- **ЗАДАНИЕ 1**
Каков, согласно отрывку об Абхазии, суммарный годовой объем прямой российской экономической помощи на развитие Абхазии?
- **ЗАДАНИЕ 2**
Продолжите текст об Абхазии после его последнего предложения.

- **ВЫБРАННЫЙ ОТРЫВОК**
::::::::

На протяжении последних пяти лет случился важный и не осмысленный пока абхазским обществом перелом. Абхазия потеряла ценность как единица сравнительно постоянного геополитического конфликта. И, соответственно, капитализацию как представляющая ценность геополитическая единица. Сегодня суммарный объем прямой российской экономической помощи на развитие Абхазии — примерно 40−45 миллионов долларов в год. Вот это и есть монетизированное выражение ценности страны не как экономического, а как идеологического партнера для Москвы.
Около десяти лет назад был шанс отстроить жизнь в стране за счет инвестиций, полученных как ренту за идеологическое сотрудничество. Но воспользоваться этими ресурсами удалось далеко не в полной мере.
А если, как сейчас и получилось, изъять из обращения внешний ресурс, полученный «за дружбу», то на выходе получаем страну с отсутствующей экономикой и невозможностью обслуживать базовые инфраструктурные потребности.
Можно провести не вполне корректные, но в целом релевантные аналогии с Южной Осетией. При примерно схожих масштабах российских государственных инвестиций в эту республику там, несмотря на массу проблем, сложилась более или менее стабильная организация жизни. Своеобразная, кстати, реальность, в которой почти каждый второй — сотрудник госструктур. Но при довольно скудных внешних инвестициях, учитывая совсем малые масштабы территории, в целом на жизнь хватает.

::::::::

Записи о расстановке точек
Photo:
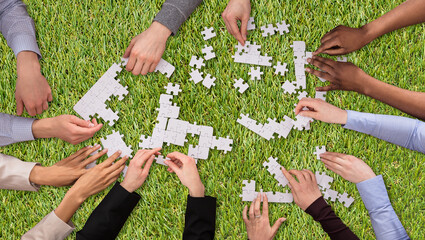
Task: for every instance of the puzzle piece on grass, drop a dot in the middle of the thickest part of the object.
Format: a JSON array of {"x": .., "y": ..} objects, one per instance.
[
  {"x": 113, "y": 142},
  {"x": 255, "y": 73},
  {"x": 319, "y": 151},
  {"x": 208, "y": 51},
  {"x": 280, "y": 68},
  {"x": 208, "y": 33},
  {"x": 240, "y": 85},
  {"x": 196, "y": 62}
]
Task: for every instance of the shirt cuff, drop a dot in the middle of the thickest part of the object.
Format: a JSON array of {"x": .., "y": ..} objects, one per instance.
[
  {"x": 373, "y": 193},
  {"x": 25, "y": 43},
  {"x": 22, "y": 129},
  {"x": 171, "y": 17}
]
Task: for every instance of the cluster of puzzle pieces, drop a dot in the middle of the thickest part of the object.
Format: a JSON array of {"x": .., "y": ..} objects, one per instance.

::::::::

- **ОТВЕТ 1**
Примерно 40−45 миллионов долларов в год.

- **ОТВЕТ 2**
В Абхазии пространство жизни многократно шире. Собственный национальный ресурс съедают госструктуры и бюджетники. Власти в рамках предвыборной кампании радуются, что собственные доходы республики скоро вырастут примерно до 50 миллионов долларов в год. И это примерная стоимость модернизации одного не самого большого аэропорта. Разумеется, это капля в море для страны, в которой требуется экстренная модернизация энергетики, которой нужны срочные инвестиции в человеческий капитал, в которой разрушены вокзалы и в полный упадок пришло ЖКХ.
Поэтому пока на все это денег нет, почти весь совокупный финансовый ресурс проедают чиновники и бюджетники. И даже если резко повысить объемы прямых инвестиций в поддержание жизнеспособности Абхазии, то эти ресурсы тоже будут съедены бюрократией, нынешние зарплаты которой, по сути, — социальные пособия. Как только фактическая монетизация стала сокращаться, государство остановилось.
Реальность контрастирует с мифами абхазского общественного сознания, в которых страна воспринимается как желанные всем миром «богом поцелованные земли». Но в реальной жизни, за рамками временного интереса, связанного с инерцией распада советского пространства, у внешнего мира, и у России теперь тоже, особого интереса к Абхазии нет.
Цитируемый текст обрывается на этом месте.